Challenge » Pick out every line in the rows below that contains the word "grey", and copy each such line.

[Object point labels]

____

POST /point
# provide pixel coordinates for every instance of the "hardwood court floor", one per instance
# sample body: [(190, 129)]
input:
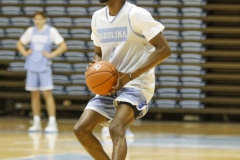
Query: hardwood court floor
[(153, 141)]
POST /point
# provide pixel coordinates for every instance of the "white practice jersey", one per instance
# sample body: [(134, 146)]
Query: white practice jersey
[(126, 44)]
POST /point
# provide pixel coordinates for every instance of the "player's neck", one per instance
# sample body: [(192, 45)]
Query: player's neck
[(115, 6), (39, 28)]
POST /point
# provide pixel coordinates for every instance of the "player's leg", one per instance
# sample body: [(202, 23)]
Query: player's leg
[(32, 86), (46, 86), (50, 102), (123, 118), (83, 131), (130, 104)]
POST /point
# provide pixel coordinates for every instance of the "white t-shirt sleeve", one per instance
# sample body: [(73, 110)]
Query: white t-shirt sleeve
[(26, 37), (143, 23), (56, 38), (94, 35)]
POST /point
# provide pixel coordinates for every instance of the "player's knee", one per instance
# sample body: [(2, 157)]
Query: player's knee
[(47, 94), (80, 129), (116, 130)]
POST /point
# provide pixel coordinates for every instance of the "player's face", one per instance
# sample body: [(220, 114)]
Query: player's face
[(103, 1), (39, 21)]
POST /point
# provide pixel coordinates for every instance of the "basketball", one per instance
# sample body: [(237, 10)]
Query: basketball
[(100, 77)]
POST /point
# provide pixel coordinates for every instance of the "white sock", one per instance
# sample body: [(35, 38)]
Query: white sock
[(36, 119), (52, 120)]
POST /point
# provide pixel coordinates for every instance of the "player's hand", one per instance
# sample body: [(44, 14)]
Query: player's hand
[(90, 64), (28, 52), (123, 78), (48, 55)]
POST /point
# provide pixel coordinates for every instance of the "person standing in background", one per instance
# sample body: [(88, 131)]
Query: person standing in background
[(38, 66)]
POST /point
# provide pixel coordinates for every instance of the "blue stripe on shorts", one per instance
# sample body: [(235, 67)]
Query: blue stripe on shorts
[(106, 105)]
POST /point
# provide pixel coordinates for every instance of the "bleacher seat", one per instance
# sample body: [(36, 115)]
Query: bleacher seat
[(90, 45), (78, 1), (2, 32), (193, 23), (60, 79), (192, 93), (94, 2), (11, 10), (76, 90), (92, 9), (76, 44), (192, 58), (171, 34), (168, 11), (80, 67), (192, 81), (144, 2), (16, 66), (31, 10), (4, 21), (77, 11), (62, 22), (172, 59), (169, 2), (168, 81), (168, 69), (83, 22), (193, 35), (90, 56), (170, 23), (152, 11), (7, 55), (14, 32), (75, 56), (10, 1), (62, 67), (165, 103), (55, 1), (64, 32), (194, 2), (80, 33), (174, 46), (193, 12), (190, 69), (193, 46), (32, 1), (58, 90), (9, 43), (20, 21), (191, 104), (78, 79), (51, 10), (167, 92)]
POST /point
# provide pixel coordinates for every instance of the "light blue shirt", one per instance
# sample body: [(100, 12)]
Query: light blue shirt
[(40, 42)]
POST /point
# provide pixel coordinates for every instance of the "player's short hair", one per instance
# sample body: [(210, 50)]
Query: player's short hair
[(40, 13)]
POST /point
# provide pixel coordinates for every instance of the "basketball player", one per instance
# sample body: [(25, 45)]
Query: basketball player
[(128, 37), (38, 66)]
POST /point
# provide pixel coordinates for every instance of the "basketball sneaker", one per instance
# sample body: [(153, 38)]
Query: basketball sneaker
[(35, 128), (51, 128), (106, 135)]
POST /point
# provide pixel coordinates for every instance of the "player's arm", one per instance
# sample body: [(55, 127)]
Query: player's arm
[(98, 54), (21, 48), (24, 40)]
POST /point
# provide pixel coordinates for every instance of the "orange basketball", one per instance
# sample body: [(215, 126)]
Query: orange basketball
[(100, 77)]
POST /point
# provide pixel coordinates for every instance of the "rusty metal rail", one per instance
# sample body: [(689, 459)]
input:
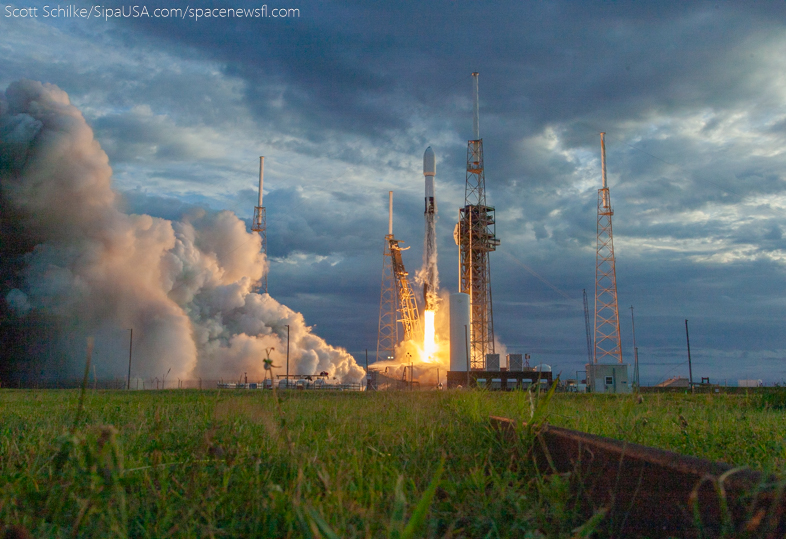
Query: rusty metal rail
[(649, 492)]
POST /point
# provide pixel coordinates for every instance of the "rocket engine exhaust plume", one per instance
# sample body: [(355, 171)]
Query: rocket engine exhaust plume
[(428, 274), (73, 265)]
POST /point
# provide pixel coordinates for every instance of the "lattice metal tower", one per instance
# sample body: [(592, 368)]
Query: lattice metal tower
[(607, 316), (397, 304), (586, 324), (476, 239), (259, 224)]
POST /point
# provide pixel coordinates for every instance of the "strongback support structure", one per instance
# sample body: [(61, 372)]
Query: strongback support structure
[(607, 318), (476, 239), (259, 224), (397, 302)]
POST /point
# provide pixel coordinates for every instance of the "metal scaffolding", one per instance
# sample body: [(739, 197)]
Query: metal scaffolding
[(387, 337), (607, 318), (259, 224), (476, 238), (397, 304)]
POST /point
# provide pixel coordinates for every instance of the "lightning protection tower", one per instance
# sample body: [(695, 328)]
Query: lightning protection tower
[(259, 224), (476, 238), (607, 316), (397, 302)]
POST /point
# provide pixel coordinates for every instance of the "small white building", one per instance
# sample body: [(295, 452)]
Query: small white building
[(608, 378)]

____

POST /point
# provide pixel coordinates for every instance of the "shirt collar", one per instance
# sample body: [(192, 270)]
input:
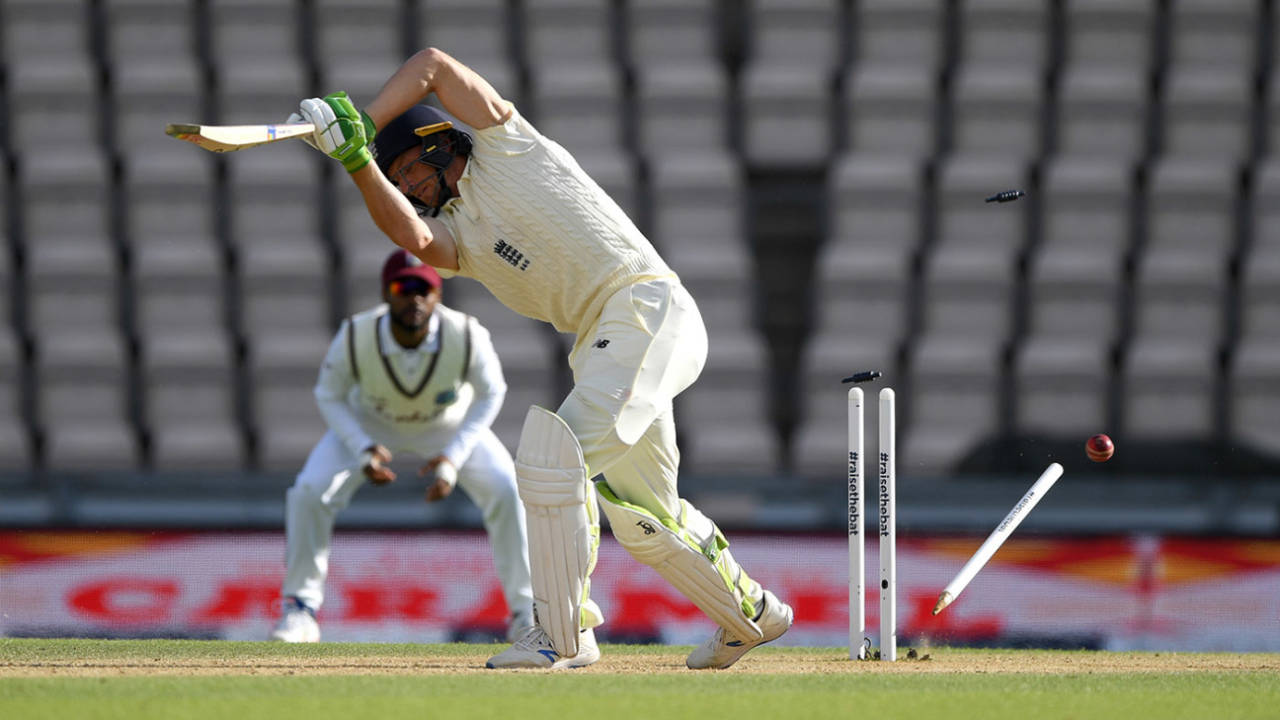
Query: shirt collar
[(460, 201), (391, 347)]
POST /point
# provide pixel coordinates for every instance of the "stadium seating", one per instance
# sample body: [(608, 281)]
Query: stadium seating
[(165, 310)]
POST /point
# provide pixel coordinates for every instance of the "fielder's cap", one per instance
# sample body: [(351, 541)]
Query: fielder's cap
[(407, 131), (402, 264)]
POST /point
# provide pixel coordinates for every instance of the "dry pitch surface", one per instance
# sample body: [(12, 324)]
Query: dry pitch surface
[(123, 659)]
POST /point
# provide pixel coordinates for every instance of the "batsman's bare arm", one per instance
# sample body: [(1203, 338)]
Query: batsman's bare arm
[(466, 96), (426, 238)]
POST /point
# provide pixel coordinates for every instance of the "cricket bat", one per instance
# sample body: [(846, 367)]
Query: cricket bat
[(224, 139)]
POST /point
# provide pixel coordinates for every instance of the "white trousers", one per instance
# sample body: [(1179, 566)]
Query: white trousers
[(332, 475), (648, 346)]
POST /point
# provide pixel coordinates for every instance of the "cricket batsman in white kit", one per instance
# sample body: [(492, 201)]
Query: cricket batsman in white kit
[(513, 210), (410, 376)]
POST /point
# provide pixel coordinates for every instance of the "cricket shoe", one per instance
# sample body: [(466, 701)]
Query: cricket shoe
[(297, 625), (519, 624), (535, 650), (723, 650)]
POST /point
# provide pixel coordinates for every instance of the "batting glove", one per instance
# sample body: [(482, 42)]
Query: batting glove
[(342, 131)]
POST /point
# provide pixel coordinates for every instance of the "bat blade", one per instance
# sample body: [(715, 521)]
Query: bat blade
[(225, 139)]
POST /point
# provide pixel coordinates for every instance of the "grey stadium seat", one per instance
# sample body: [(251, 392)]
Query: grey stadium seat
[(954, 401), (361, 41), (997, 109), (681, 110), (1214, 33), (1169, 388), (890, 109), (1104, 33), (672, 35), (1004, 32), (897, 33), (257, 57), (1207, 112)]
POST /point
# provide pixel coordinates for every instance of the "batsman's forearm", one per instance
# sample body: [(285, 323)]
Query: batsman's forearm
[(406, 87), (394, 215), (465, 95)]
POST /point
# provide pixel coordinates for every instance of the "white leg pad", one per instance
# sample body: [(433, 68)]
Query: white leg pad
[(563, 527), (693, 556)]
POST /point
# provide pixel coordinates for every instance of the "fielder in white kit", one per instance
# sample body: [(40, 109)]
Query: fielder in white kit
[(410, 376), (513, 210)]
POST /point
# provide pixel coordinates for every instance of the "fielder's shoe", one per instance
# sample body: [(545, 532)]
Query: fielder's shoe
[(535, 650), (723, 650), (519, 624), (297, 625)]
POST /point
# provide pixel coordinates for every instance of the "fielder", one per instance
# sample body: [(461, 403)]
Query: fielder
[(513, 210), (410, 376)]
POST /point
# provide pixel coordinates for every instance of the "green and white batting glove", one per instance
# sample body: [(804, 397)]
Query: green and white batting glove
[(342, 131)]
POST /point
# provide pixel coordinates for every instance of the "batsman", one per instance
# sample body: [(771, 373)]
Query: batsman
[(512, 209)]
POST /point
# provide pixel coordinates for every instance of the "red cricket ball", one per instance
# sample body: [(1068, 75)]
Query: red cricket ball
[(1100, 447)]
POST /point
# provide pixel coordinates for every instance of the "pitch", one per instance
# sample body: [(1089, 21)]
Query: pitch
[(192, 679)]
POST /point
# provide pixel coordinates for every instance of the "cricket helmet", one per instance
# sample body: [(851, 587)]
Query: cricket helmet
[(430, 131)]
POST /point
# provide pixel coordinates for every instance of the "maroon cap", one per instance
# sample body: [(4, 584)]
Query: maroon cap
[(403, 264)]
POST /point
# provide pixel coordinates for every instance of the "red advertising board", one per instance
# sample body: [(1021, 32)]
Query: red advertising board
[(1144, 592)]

____

Task output »
# provide pixel coordinates for every instance of the "grey stadium seat", one per instance
Query: grey stadium seat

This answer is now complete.